== Written exercise ==
Please write out the material below word for word, starting with the line containing "work: provide the mask of every instance of the green" and continuing through the end of the material.

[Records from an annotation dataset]
## START

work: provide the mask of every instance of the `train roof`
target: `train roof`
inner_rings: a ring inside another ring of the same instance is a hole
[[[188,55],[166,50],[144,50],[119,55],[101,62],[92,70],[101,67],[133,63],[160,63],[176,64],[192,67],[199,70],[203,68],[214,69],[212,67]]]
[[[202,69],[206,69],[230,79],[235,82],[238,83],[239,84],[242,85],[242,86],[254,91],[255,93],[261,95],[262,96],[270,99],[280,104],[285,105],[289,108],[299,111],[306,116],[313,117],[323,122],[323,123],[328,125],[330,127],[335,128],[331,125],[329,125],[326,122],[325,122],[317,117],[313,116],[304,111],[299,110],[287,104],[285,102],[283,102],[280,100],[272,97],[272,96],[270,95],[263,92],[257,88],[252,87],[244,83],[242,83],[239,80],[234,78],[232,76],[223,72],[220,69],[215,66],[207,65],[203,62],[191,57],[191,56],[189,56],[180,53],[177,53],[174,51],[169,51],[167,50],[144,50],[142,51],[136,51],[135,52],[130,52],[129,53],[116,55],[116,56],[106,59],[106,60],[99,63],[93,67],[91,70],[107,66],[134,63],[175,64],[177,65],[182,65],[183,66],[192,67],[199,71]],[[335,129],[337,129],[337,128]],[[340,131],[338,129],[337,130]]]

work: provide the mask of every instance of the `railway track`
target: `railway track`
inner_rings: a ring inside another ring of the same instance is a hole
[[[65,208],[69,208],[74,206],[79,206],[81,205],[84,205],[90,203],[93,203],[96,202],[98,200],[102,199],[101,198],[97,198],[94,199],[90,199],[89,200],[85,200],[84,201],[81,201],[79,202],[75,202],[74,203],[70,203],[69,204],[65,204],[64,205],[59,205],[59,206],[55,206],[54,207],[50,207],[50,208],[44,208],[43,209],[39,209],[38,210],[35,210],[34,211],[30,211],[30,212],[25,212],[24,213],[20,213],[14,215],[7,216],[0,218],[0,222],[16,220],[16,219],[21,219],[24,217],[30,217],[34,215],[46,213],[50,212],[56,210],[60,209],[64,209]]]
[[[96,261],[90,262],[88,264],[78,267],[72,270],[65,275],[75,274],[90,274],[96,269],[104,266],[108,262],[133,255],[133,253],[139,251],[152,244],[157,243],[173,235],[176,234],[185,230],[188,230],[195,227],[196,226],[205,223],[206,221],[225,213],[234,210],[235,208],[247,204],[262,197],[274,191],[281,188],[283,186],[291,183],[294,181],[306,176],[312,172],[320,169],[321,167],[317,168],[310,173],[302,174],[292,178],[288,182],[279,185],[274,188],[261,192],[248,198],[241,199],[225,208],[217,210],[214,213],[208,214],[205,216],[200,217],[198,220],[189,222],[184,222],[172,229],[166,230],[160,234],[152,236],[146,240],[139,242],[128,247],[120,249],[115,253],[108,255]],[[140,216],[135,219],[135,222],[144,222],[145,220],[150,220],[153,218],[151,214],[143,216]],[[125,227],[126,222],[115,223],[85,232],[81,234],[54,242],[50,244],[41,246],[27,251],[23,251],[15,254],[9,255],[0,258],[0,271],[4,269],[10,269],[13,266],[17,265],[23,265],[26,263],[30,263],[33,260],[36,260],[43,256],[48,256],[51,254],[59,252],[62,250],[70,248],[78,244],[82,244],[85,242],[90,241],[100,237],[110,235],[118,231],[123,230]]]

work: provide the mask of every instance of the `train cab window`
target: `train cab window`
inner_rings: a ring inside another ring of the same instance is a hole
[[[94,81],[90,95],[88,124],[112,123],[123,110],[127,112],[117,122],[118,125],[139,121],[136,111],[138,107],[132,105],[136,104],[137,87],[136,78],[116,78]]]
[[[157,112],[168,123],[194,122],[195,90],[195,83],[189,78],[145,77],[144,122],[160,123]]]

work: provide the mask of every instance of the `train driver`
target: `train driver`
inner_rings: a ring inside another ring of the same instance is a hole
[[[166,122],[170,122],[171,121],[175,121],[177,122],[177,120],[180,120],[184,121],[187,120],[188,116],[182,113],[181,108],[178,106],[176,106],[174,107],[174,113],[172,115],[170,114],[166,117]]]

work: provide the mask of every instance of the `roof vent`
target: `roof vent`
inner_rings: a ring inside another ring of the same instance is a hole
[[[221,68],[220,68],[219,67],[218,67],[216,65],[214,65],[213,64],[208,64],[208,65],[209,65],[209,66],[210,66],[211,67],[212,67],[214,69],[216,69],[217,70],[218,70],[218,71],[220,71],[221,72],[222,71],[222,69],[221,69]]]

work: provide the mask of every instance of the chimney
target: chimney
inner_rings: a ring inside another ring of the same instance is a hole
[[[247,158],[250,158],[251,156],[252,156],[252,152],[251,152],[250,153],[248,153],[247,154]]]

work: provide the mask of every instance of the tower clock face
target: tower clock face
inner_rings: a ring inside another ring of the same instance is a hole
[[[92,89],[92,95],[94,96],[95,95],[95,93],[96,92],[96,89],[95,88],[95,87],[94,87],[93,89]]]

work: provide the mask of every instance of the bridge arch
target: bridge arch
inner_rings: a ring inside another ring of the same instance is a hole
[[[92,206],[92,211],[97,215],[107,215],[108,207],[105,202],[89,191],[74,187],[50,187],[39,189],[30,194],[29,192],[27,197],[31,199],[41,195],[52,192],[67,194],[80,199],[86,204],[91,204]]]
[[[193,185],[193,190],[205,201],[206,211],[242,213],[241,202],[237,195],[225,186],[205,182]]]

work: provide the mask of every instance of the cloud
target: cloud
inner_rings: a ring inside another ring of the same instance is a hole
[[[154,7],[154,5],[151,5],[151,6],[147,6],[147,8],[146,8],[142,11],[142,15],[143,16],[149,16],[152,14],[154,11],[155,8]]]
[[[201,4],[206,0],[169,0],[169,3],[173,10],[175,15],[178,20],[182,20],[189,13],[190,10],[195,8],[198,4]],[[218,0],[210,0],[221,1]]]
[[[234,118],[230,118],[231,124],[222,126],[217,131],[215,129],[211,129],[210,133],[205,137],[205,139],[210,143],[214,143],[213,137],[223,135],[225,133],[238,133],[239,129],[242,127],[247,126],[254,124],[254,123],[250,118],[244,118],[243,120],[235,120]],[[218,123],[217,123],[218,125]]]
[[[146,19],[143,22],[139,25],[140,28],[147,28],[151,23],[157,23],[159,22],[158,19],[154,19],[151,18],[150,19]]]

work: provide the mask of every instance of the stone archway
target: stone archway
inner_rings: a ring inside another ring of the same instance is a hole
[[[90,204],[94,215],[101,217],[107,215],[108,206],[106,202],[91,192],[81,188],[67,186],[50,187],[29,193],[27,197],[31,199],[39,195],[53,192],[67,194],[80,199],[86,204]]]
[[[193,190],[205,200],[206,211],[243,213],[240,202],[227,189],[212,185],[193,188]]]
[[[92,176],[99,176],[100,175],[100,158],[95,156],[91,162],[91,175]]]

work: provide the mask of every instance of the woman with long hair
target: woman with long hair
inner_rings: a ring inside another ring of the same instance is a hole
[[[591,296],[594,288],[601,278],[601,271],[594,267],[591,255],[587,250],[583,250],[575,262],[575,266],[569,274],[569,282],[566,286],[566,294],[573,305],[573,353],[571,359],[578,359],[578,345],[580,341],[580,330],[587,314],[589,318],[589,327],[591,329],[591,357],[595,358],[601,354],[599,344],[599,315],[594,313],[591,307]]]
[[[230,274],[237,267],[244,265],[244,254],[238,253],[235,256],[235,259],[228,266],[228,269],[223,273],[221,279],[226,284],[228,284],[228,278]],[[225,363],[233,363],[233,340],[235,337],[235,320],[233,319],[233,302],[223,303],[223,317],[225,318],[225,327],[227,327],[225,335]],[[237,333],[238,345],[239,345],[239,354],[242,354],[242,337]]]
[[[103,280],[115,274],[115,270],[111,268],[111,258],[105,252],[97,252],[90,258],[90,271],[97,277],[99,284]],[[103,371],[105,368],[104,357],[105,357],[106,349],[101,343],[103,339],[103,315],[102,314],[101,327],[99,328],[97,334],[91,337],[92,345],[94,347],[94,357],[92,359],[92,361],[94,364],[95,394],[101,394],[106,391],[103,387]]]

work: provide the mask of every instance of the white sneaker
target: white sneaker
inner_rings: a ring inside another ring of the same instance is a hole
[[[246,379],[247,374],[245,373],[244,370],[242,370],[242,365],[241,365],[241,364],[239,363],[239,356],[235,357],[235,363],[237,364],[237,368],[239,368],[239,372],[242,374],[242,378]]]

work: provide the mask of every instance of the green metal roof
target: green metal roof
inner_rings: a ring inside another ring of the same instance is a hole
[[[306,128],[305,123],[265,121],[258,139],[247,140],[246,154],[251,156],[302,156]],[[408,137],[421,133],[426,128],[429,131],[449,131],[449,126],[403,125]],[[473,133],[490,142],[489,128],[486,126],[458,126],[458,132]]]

## END

== Result of the exercise ==
work: provide the mask of every instance of the green metal roof
target: green metal roof
inner_rings: a ring inside another ring of the same instance is a hole
[[[306,128],[305,123],[265,121],[258,139],[247,140],[246,154],[251,156],[302,156]],[[408,137],[421,133],[426,128],[429,131],[449,131],[449,126],[403,125]],[[473,133],[490,142],[489,128],[486,126],[458,126],[458,132]]]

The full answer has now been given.